● Document passage:
<<<<

# PCA (Principal Components Analysis)
# From the Ground Up
Let us start with a dataset $X \in \mathbb{R}^{n \times d}$. This means that we have $n$ points that live in a $d$ dimensional space. In our case the dimensions are the number of nodes. Thus we can think about starting by describing our points in the *node basis*.
The node basis consists of a [Linearly Independent](Linear%20Independence.md) set of basis vectors. They are orthogonal to one another, but may not be a great fit for the data. What do I mean by that?
Consider below. We have an $X$ matrix with $d= 2$. We start by describing our data with respect to the standard basis, $e_1$ and $e_2$, which are indeed orthonormal. However, the data's actually *geometry* isn't a great fit for the standard basis. We might naturally ask? Is there *another* orthonormal basis that we could find that would be tied to the actual, underlying geometry of the data?
That is just what PCA finds: a new orthonormal basis that is *aligned* with the main axis of variation of our data.
Depending on how extreme this is, PCA may find that your data actually has *low-rank structure*. This means that while your data was described with respect to the standard basis, it's variation actually occurs in a *lower dimensional subspace*. A class example might be a 2d plane embedded in 3d space, or a line embedded in 2 dimensional space, shown below:
So we can state the objective of PCA quite nicely:
> **PCA** finds an orthonormal basis that is tied to the geometry of your data, where each basis vector also has a number attached to it describing how much variance it captures.

>>>>

● Supplied information:
<<<<

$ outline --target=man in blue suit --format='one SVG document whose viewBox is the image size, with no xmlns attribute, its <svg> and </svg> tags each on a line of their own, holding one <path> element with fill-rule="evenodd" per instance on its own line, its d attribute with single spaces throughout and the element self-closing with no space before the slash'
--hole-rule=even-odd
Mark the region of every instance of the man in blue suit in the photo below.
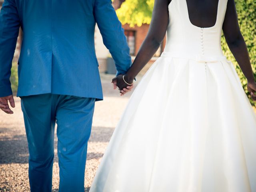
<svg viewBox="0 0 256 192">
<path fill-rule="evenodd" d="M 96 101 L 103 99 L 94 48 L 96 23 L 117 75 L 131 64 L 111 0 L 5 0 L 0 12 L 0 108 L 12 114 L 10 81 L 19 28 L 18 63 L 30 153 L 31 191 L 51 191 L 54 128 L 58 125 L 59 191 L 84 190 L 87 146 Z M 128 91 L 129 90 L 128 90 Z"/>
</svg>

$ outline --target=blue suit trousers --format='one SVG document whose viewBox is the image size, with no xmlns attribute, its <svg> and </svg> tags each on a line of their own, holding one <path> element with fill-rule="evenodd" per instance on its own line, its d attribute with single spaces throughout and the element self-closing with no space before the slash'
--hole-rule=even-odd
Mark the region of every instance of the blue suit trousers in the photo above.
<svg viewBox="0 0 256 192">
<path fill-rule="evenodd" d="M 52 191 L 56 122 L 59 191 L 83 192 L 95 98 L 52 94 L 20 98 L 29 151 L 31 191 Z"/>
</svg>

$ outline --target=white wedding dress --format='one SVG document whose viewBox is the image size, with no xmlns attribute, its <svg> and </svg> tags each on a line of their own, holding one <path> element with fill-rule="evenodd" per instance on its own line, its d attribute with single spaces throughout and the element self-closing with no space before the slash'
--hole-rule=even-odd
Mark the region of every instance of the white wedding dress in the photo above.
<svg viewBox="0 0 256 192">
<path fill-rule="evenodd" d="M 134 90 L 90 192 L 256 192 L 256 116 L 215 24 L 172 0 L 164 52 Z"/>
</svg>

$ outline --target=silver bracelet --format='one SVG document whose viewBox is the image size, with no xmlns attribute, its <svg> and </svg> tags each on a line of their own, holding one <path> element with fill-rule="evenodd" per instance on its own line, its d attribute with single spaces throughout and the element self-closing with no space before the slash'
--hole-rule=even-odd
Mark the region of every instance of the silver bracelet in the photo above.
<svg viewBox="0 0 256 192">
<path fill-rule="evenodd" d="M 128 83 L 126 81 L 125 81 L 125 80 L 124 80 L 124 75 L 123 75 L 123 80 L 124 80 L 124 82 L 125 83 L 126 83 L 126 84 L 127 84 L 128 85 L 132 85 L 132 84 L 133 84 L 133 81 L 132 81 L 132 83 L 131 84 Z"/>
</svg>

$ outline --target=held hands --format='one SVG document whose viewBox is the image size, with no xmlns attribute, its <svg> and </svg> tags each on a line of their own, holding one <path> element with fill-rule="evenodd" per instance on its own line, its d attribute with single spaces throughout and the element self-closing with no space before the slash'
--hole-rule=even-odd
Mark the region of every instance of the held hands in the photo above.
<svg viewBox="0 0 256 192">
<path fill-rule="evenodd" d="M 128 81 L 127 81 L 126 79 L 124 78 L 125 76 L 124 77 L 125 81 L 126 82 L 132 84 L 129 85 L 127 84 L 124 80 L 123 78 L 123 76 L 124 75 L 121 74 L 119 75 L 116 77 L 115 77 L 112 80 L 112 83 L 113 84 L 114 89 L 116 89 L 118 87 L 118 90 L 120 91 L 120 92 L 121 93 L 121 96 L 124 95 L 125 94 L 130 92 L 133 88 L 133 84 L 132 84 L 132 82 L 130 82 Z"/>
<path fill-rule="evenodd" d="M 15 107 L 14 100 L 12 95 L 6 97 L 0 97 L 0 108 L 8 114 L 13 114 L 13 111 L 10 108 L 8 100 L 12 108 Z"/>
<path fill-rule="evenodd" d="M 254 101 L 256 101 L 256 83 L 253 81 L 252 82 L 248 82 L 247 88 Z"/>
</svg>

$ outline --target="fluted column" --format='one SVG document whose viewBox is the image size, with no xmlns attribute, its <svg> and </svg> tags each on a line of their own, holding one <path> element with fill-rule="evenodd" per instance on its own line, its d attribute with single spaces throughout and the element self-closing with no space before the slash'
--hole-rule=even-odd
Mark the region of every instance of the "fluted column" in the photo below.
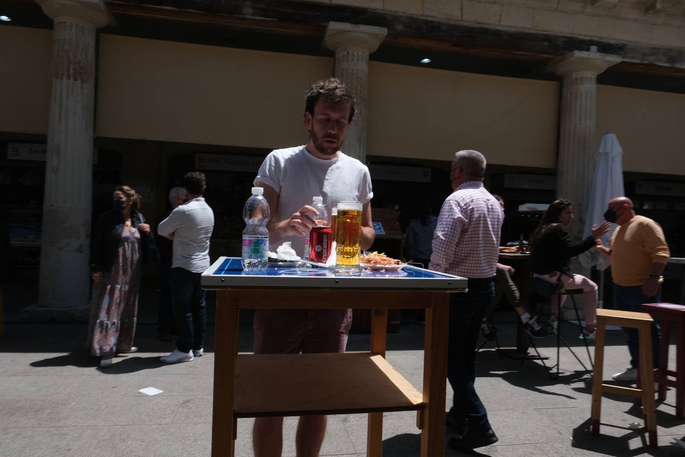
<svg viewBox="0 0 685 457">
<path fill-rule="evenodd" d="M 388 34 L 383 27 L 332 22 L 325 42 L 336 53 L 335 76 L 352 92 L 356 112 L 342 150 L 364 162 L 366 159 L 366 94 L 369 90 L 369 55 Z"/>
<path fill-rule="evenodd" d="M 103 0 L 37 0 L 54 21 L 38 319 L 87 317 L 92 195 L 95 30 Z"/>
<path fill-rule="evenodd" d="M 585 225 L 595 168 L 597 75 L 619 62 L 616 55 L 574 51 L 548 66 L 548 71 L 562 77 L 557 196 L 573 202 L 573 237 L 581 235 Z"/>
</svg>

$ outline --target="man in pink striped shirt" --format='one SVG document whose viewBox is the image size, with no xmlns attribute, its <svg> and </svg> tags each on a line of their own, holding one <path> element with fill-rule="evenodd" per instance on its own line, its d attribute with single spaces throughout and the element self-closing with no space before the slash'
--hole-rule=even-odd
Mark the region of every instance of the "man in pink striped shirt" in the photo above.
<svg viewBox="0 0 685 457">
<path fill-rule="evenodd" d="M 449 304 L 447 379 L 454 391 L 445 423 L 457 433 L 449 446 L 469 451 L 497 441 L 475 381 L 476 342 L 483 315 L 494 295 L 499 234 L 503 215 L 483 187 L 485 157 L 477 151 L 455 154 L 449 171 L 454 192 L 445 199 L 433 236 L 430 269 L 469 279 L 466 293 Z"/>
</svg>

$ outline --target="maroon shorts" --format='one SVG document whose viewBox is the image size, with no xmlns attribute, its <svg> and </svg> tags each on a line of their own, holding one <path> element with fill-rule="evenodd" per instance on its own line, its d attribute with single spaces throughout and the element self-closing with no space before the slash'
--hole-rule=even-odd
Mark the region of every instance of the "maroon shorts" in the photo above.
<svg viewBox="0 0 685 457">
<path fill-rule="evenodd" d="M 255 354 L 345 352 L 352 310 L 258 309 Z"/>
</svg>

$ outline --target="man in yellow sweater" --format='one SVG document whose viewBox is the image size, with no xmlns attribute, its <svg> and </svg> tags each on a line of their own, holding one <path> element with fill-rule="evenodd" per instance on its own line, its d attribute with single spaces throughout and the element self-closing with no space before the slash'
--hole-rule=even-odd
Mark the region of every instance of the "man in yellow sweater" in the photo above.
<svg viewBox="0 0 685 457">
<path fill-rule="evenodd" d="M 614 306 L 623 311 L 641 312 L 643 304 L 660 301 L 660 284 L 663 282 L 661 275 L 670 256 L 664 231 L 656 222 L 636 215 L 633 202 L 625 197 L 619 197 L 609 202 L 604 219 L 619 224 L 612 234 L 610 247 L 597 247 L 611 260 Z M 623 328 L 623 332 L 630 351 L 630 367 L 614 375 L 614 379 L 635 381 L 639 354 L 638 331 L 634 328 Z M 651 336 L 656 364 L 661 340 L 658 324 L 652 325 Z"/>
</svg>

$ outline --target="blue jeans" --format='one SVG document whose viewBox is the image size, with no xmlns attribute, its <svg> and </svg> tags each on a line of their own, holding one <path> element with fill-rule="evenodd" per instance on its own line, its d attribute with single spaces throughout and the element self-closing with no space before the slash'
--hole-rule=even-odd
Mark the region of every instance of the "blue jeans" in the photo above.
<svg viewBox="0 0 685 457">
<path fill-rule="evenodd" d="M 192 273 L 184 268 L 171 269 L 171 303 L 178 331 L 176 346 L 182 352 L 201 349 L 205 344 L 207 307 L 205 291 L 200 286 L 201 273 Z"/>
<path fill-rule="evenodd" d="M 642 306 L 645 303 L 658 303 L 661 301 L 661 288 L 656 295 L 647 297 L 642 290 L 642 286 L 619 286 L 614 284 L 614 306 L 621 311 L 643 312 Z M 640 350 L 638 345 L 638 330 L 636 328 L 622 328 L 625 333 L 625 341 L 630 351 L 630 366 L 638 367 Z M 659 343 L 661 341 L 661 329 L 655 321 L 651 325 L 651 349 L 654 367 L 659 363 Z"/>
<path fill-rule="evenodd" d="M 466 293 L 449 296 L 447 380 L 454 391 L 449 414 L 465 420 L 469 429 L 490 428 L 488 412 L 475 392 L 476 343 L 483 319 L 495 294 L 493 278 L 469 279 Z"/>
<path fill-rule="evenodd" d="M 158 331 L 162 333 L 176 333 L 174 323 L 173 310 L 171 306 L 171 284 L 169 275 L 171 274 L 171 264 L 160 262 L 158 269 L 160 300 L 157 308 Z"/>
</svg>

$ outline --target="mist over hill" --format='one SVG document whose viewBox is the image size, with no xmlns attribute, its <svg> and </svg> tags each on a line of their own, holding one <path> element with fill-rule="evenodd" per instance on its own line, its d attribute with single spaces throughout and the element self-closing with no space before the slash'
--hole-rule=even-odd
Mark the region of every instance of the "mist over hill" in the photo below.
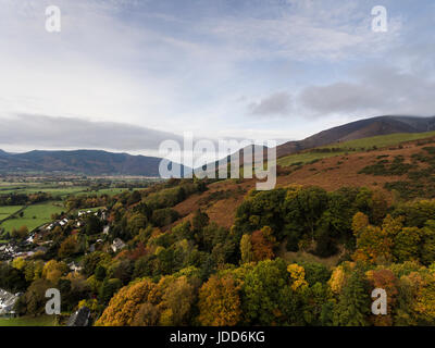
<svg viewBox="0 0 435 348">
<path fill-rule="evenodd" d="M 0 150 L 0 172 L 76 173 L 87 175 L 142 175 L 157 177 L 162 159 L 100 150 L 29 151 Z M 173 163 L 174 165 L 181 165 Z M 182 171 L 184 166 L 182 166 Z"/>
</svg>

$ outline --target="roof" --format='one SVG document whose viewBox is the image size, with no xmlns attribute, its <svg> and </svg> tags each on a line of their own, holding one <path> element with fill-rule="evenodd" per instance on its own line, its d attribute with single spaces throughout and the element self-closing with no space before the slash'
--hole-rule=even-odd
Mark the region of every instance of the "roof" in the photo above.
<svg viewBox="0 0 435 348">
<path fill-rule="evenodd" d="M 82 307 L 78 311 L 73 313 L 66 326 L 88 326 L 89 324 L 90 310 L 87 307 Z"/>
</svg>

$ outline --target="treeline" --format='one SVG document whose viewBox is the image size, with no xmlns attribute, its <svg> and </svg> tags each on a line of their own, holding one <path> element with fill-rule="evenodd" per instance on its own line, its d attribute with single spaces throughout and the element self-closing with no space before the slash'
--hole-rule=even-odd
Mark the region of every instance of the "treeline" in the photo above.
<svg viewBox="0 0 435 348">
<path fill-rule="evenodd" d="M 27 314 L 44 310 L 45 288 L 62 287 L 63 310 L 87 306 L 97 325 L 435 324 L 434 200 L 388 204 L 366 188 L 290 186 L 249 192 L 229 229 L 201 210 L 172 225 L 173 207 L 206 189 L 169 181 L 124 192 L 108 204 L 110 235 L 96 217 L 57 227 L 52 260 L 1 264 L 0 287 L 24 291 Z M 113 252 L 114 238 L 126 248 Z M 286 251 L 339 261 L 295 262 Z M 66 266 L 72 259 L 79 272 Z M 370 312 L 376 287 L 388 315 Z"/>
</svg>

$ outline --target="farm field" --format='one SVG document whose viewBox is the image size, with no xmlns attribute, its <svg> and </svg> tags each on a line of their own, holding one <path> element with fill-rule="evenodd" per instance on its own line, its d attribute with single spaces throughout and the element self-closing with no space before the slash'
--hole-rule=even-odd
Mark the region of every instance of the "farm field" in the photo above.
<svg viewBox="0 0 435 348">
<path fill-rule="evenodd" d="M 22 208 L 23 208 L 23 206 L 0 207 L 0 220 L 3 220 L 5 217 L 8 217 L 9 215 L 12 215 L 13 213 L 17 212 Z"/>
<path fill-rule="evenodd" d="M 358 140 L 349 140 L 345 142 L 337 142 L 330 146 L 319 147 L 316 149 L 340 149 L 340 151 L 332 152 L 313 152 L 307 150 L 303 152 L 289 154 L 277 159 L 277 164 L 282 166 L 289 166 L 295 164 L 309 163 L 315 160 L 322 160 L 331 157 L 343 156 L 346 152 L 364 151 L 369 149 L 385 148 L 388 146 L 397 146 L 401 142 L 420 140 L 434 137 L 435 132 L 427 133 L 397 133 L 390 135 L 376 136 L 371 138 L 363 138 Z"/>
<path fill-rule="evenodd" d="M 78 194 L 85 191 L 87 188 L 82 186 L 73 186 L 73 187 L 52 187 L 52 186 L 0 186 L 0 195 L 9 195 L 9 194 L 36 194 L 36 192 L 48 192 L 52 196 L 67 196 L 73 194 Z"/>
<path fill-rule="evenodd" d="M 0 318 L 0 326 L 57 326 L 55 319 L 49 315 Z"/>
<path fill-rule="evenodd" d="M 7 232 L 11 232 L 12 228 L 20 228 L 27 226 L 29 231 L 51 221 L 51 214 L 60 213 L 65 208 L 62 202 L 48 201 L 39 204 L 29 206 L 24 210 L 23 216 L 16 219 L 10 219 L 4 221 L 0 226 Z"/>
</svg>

>>>>

● What is asked:
1: Set down the part of the PCA passage that begins at the words "The node basis" and stops after "mean by that?", copying it character for character.
2: In the PCA passage, what do the dimensions of the dataset correspond to?

● Answers provided:
1:
The node basis consists of a [Linearly Independent](Linear%20Independence.md) set of basis vectors. They are orthogonal to one another, but may not be a great fit for the data. What do I mean by that?

2: The number of nodes.